Please return the entry lines starting at the one containing "job: trace every instance of the **house" and ending at the one containing "target: **house sparrow**", copied exactly and with nothing else.
↓↓↓
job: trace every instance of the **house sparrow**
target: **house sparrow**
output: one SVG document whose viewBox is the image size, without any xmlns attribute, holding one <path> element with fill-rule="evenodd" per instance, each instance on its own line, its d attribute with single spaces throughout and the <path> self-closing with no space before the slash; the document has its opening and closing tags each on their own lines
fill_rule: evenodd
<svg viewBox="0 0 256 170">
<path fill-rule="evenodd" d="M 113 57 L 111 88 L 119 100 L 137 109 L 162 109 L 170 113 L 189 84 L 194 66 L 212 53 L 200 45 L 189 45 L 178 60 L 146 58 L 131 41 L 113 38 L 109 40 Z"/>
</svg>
↑↑↑
↓↓↓
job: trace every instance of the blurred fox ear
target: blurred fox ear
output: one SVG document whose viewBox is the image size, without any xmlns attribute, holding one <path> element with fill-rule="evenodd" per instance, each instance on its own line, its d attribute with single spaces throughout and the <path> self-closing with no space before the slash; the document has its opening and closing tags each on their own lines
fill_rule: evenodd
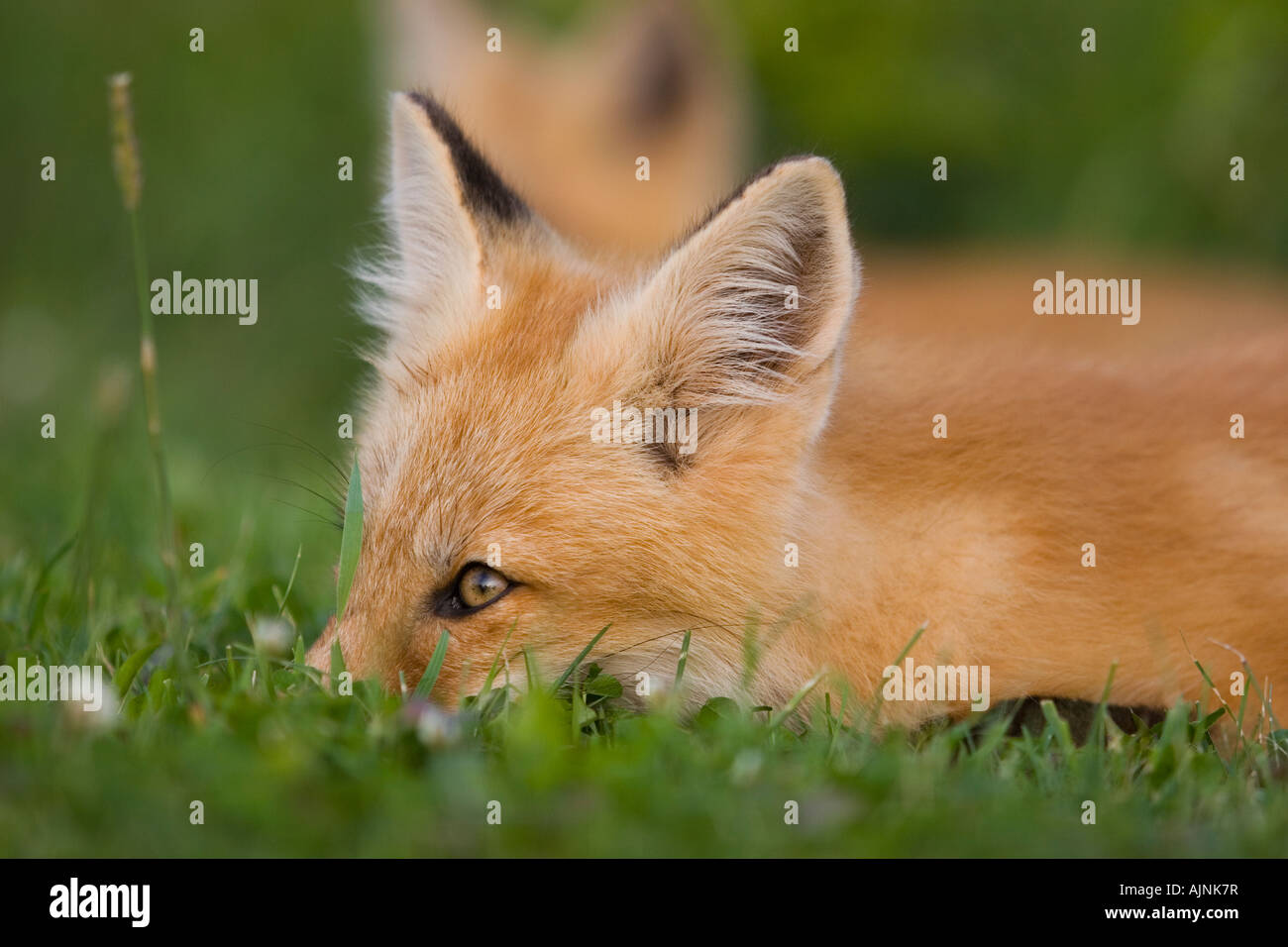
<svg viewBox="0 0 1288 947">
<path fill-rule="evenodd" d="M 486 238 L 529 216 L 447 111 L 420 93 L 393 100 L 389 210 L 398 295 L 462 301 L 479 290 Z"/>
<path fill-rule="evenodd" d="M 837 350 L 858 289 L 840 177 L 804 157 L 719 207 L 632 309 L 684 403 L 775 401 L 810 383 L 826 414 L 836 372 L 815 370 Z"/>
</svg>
↑↑↑
• **Reply**:
job: trace every instance of the **house sparrow**
target: **house sparrow**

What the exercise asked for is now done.